• **Vorliegender Text**:
----------

Die Briefe an Timotheus

1. Timotheus 4

Die Briefe an Timotheus

Vers 1 von Kapitel 4 muß man im Zusammenhang mit den beiden letzten Versen von Kapitel 3 lesen. Gott wohnt durch den Heiligen Geist in der Versammlung als Seinem Haus, und die Versammlung ist die Säule, auf der die Wahrheit eingraviert ist. Nun redet der darin wohnende Heilige Geist – Er verteidigt die Wahrheit und warnt vor den zu erwartenden Listen des Teufels in späteren Zeiten, und Er redet deutlich, in Seinen Äußerungen liegt nichts Ungewisses.

Als der Apostel schrieb, gab der Heilige Geist noch inspirierte Botschaften durch Propheten, wie wir in Apostelgeschichte 13,2 lesen. Die Apostel und Propheten gehörten als Werkzeuge der Inspiration zum Fundament der Versammlung (s. Eph 2,20). Die Inspiration hat aufgehört, aber wir haben als Ergebnis die Heiligen Schriften. Der Heilige Geist redet zwar nicht mehr in dieser bestimmten Weise, aber Er bleibt immer bei uns, und Seine Wegweisung können die oft wahrnehmen, die Augen haben zu sehen.

Die Warnungen des Geistes in den ersten drei Versen wurden oft so verstanden, als bezögen sie sich auf den Katholizismus. Wir meinen, daß es vielmehr um den bewußten Umgang mit Dämonen geht, den wir heute im Spiritismus finden. Es stimmt zwar, daß Rom dem Klerus den Zölibat auferlegt, was wie eine Erfüllung der ersten Worte von Vers 3 aussieht. Der Spiritismus tritt für Enthaltsamkeit und vegetarische Ernährung ein als Voraussetzung dafür, ein gutes „Medium“ zu sein, und damit sind beide Teile des Verses erfüllt.

----------

• **Bereitgestellte Angaben**:
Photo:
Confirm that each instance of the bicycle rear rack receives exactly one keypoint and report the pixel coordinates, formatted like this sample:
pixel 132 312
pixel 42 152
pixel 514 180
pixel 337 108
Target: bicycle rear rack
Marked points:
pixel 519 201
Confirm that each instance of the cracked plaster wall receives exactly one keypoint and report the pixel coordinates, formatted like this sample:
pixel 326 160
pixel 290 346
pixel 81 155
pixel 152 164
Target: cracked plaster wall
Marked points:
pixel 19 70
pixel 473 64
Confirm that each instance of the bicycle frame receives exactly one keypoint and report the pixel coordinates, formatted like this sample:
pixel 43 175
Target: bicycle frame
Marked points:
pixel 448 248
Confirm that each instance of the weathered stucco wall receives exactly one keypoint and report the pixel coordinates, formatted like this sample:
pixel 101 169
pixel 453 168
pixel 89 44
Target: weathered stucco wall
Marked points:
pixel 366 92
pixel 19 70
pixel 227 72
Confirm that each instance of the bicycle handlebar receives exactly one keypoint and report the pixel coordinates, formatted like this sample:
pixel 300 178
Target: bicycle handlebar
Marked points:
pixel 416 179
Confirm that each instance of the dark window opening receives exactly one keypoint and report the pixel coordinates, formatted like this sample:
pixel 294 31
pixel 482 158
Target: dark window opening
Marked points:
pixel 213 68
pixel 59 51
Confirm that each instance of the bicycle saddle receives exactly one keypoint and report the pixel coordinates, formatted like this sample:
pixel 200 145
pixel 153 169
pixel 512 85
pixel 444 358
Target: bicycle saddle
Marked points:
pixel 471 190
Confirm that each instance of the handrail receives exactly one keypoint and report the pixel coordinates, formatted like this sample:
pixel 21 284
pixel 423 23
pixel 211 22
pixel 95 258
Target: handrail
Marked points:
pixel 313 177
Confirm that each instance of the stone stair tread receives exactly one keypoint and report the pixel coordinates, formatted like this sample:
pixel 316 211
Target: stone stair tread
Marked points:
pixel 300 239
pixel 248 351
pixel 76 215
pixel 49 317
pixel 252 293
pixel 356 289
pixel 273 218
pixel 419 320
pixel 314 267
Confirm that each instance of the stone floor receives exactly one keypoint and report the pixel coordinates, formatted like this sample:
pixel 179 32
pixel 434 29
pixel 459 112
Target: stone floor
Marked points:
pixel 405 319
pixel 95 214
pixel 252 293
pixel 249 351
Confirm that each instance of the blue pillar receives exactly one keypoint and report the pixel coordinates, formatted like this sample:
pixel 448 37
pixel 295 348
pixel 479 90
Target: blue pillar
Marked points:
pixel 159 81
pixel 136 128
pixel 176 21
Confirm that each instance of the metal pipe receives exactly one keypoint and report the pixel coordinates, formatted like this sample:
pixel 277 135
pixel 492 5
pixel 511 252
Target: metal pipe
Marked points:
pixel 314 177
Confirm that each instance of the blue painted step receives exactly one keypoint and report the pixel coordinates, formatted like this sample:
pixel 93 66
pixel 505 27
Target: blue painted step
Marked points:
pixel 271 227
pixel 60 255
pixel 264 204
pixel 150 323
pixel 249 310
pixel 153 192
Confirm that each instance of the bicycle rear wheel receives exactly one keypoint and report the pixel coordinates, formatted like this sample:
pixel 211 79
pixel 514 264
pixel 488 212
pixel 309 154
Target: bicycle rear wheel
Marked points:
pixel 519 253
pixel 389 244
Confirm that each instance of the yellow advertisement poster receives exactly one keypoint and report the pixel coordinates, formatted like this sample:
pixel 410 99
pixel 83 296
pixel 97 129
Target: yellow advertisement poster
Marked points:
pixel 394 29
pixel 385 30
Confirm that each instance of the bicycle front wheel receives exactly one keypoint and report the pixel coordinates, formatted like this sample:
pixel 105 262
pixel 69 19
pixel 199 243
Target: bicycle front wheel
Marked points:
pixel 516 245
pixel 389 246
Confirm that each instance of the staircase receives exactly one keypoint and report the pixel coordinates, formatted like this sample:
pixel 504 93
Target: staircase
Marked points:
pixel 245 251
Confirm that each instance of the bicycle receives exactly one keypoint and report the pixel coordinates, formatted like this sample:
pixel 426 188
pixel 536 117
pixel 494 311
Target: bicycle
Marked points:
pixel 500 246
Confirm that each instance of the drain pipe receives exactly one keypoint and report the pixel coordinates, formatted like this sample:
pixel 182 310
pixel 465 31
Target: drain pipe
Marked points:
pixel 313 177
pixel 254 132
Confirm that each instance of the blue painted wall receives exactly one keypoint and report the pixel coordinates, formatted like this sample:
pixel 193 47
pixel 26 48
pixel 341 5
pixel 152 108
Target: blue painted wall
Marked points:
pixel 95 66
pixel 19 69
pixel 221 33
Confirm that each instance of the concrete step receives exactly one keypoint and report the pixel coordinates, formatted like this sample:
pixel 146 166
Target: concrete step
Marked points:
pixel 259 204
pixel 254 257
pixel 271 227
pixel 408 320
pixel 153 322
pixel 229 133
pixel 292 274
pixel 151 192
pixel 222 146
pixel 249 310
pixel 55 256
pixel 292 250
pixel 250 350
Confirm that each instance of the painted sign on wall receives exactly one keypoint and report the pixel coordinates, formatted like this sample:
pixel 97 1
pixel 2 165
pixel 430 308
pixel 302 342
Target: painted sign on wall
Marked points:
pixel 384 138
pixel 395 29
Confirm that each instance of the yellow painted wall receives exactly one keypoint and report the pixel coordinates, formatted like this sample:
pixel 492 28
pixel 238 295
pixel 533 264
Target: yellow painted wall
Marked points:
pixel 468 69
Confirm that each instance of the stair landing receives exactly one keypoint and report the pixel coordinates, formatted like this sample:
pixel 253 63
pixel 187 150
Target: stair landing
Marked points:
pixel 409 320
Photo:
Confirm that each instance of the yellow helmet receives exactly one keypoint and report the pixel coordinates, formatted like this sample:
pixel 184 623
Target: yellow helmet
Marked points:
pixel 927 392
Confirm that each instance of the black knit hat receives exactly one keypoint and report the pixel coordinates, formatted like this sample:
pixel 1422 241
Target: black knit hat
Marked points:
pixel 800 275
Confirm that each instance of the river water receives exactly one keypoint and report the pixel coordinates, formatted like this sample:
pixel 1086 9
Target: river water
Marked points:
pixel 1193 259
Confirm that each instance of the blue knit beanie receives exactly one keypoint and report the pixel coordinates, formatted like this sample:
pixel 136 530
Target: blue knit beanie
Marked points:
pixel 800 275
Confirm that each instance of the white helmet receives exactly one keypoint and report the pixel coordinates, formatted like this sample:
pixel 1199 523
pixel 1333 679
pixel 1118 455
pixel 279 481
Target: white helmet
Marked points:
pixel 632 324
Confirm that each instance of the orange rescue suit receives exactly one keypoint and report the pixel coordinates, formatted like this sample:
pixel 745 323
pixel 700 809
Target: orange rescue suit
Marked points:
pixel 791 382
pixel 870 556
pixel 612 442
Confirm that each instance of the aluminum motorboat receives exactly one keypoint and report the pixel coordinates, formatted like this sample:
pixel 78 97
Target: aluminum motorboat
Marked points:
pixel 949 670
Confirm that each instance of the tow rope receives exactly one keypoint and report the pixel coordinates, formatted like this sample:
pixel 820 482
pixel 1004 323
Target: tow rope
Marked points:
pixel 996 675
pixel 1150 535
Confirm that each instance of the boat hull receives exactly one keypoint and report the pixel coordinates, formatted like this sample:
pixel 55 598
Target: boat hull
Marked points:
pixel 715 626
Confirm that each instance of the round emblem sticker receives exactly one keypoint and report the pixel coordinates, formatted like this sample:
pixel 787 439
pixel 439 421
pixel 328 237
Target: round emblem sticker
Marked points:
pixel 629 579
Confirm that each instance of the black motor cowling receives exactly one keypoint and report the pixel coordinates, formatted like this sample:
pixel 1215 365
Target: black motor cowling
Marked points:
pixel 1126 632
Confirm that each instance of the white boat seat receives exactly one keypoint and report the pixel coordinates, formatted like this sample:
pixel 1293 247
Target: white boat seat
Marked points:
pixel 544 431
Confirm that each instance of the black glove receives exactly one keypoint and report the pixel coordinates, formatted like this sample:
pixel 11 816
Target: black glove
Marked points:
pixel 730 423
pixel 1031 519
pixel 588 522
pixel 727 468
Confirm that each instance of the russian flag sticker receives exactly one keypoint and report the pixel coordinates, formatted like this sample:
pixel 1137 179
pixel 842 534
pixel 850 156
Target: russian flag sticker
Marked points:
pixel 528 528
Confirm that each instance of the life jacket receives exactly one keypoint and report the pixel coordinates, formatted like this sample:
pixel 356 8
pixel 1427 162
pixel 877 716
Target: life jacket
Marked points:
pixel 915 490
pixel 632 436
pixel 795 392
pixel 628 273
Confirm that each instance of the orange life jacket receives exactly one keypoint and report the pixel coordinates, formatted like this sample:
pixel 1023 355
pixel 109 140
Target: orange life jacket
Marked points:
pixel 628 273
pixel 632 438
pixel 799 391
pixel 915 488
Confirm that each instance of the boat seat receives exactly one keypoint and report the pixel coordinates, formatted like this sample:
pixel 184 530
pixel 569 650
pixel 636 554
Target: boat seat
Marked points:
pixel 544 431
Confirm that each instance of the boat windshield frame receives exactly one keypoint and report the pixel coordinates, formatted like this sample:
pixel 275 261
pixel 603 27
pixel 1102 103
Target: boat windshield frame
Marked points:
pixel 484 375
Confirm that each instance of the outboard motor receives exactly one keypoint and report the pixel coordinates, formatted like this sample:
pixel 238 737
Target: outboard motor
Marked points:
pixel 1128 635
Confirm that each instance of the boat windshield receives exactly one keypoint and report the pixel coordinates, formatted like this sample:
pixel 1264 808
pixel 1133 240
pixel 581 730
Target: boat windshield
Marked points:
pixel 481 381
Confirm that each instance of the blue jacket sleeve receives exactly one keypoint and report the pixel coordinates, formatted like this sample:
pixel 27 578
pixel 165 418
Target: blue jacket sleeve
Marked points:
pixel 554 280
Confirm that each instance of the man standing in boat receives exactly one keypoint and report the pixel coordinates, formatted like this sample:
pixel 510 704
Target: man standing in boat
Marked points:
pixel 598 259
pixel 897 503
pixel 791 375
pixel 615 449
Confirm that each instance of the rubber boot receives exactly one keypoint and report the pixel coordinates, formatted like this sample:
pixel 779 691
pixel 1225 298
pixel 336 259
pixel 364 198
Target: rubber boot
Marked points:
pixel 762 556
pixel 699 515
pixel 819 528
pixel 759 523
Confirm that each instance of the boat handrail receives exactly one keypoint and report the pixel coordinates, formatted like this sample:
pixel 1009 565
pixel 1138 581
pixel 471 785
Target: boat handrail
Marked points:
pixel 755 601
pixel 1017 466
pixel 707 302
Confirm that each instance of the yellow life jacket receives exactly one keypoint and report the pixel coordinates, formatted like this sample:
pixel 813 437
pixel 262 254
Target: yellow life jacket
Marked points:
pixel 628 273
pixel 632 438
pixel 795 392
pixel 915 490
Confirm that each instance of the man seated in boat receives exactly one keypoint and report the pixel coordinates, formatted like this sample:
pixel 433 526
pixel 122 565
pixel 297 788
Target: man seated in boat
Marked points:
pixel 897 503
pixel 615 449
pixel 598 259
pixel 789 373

----------

• **Aufgabenstellung**:
**1.** Prüfen Sie, ob die folgenden Aussagen mit dem Text zu 1. Timotheus 4 übereinstimmen, und belegen Sie jede Antwort mit einem wörtlichen Zitat: (a) Die Inspiration durch Propheten dauert bis heute an. (b) Vers 1 von Kapitel 4 soll zusammen mit den letzten beiden Versen von Kapitel 3 gelesen werden. (c) Der Spiritismus spricht sich für vegetarische Ernährung aus.
**2.** Was erlegt Rom dem Klerus laut dem Text zu 1. Timotheus 4 auf?
**3.** Schreiben Sie den Text zu 1. Timotheus 4 im Anschluss an seinen letzten Satz weiter.

• **Lösungen**:
**1.**
(a) Nein: „Die Inspiration hat aufgehört, aber wir haben als Ergebnis die Heiligen Schriften.“
(b) Ja: „Vers 1 von Kapitel 4 muß man im Zusammenhang mit den beiden letzten Versen von Kapitel 3 lesen.“
(c) Ja: „Der Spiritismus tritt für Enthaltsamkeit und vegetarische Ernährung ein“

**2.** Den Zölibat.

**3.**
Dann warnt uns der Heilige Geist vor der Nachahmung Seines Redens durch unheilige und verführerische Geister, deren Ziel immer darin liegt, vom Glauben wegzuführen. Sie mögen sich sehr gebildet geben und so, als wünschten sie die Verfeinerung unserer Nahrung aus ästhetischen Gründen. Es kann sein, daß es dem Medium wirklich nur darum geht, aber der unreine Geist, der diesen Menschen manipuliert, hat andere Gedanken, und sein Ziel ist letztlich immer die Zerstörung des Glaubens. Wenn sie vom Glauben ablenken und ihre Lehren einimpfen können, haben sie ihr Ziel erreicht.

Man mag gegen gesunde Lehre Vorbehalte machen, indem man sie als Dogma bezeichnet, doch letztlich läuft es nur darauf hinaus, einige andere Lehren dafür einzutauschen, möglicherweise die Lehren von Dämonen. Man sieht also, daß die LEHRE DOCH WICHTIG ist.

In den ersten Versen unseres Kapitels richtet sich die Warnung des Geistes gegen Lehren von Dämonen, die die Menschen, wenn sie sie annehmen, vom Glauben abbringen. In Vers 7 richtet sie sich gegen eine etwas andere Gefahr, nämlich ungöttliche und altweibische Fabeln. Timotheus soll gegen beide Irrtümer feststehen.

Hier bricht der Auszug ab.